Reading passage:
-- Opening Marker --

During our interview, the four women toss around the words hilarious, complicated, silly, delicious, cringey, vulnerable and refreshing to describe the tone. Daniels originally wrote it as a feature film, then retooled it to six half-hours. Her touchstones are 1990s coming-of-age classics, including the Claire Danes series My So-Called Life, and the films Empire Records and Can’t Hardly Wait. There are flecks of darkness: Harley’s parents are not around; Violet’s community is counting on her to redress long-standing discrimination in the medical system. But mostly, the series leans into its goofy charm.
“In the writers’ room, we’d take the conventions of coming of age, then ask, ‘What’s the Don’t Even version of that?’” Daniels says. “We’d start familiar, then get weird. Violet’s big crush, for example – we give him the dreamy, Jennifer Love Hewitt setup, the wind is blowing in his hair. Then he turns out to be not that guy, but in a way you don’t expect.”
Hopkins (Little Bird, Run the Burbs) began her career as an actor, “but there was nothing like these roles then,” she says. “You could play a bad girl or someone in feathers, that was it. But this is so rich. It brought me back to those free-range teenage days. It made me so happy for my young self.”
“I think I’ll be a lifelong student of comedy,” Hopkins continues. “What makes something funny 100 times? What makes you laugh one time and then never again? I don’t think anybody knows the magic ingredients. Some of the greatest comedians have made some of the worst comedy movies.”
“Comedy works best when it’s a team sport, and that’s what this was,” Daniels says. “I loved it when the actors said, ‘Can I try something?’ That’s exciting, and it felt very Indigenous to me: We’re all in the circle telling the story.”
Career veterans Podemski (Little Bird) and Maurice (Night Raiders), who play Violet’s ultrafrank mother and auntie, relished the chance to be funny for a change. “We need more laughing” in Indigenous-led projects, Podemski says. “We need to multidimensionalize the Indigenous experience. The last comedy I did was Moose TV, 20 years ago. If I could just do comedy for the rest of my life, I’d be so happy.”

-- Closing Marker --

Data excerpts:

-- Opening Marker --

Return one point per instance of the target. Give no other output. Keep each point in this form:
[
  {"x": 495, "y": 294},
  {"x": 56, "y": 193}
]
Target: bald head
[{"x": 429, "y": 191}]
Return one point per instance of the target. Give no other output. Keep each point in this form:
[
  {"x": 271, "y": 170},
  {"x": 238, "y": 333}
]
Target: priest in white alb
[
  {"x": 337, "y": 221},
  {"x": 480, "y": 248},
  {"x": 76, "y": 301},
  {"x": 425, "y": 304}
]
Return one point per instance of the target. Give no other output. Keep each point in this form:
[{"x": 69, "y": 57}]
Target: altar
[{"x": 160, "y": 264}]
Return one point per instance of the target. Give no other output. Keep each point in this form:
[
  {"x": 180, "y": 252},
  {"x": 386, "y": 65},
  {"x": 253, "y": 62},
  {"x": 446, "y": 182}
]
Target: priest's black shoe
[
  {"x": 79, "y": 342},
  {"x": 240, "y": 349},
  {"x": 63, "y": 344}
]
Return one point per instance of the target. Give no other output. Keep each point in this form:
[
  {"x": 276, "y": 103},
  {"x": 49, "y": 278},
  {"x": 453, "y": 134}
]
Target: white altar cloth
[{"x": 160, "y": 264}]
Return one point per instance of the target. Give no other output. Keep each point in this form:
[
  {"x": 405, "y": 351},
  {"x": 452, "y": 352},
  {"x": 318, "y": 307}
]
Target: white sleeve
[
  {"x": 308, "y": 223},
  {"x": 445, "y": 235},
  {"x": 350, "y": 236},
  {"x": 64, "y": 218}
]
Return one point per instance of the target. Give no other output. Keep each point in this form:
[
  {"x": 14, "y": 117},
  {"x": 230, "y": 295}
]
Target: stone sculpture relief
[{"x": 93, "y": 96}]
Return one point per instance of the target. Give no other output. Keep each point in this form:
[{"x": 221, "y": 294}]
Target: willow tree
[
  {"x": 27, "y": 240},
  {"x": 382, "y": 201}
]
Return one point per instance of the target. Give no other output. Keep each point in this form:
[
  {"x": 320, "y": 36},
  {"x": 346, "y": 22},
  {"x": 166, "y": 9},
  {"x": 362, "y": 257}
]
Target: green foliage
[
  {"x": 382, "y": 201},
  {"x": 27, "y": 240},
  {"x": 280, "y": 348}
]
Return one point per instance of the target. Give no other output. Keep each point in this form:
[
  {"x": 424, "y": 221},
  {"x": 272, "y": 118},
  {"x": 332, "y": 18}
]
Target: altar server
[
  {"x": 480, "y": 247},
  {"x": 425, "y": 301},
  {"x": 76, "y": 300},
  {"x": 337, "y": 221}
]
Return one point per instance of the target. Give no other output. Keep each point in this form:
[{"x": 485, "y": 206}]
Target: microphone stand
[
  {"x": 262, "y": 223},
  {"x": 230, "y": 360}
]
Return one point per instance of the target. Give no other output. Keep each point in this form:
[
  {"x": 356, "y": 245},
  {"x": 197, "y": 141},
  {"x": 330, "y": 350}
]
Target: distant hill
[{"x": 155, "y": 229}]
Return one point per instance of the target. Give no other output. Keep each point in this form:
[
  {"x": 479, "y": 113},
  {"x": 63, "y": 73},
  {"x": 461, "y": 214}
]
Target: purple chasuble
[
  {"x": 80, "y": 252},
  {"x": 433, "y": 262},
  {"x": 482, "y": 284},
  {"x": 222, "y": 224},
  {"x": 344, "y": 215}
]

-- Closing Marker --

What to work on:
a) Answer these questions from the article about the comedy series:
(i) In what form did Daniels first write the story?
(ii) What was the last comedy Podemski did?
(iii) According to Hopkins, what two kinds of roles could she play when she started acting?
b) Write out the article about the comedy series, starting with "During our interview, the" and going on through "its goofy charm.", and substitute "stage play" for "feature film".
c) Resume the article about the comedy series after its last sentence and carry it on.
The entries come from a separate source.

Results for the exercise:
a)
(i) As a feature film.
(ii) Moose TV, 20 years ago.
(iii) A bad girl or someone in feathers.

b)
During our interview, the four women toss around the words hilarious, complicated, silly, delicious, cringey, vulnerable and refreshing to describe the tone. Daniels originally wrote it as a stage play, then retooled it to six half-hours. Her touchstones are 1990s coming-of-age classics, including the Claire Danes series My So-Called Life, and the films Empire Records and Can’t Hardly Wait. There are flecks of darkness: Harley’s parents are not around; Violet’s community is counting on her to redress long-standing discrimination in the medical system. But mostly, the series leans into its goofy charm.

c)
“I came into myself when I turned 50,” she adds. “I started to care less about everything I cared so much about prior to that. So I really channelled myself: This is the me I want to be. I have teenagers, too, and I don’t sugarcoat things with them. I think they’re lucky to have a 50-year-old mom when all their friends have 35-year-old moms. I was able to bring that.”
Maurice channelled herself, too: “Anyone who knows me knows my humour is weird,” she says. “We all have a little weirdness. My grandma had the biggest potty mouth ever. So to get to be Badass Auntie, wow! I love that everyone will see how funny and beautiful our culture is.”
“Gail was so game to amp up something to make it wilder and funnier,” Hopkins jumps in. “I won’t spoil it for you, but for one scene I asked, ‘What if you stuck your entire head in the thing?’ And she did it, and it was hilarious.”
In addition to the mall, Daniels set one episode in a curling club – the fire alarm went off five times while they were shooting – and tried (unsuccessfully) to set one on a party boat. “Using your city can feel like a time capsule, and I wrote to the Winnipeg I remember,” she says. “But it hasn’t changed that much. It still has a small-town vibe, a vibrant art and activism scene. Indigenous people are everywhere. Many of the locations I grew up around look almost identical. We never make fun of the time period, we just use it as texture.”
If there are future seasons, she plans to set them in successive summers: “When you’re that age, a lot can change in a year. We want to play with that gap, explore those in-between phases, figure out where they are and how they’ve grown.”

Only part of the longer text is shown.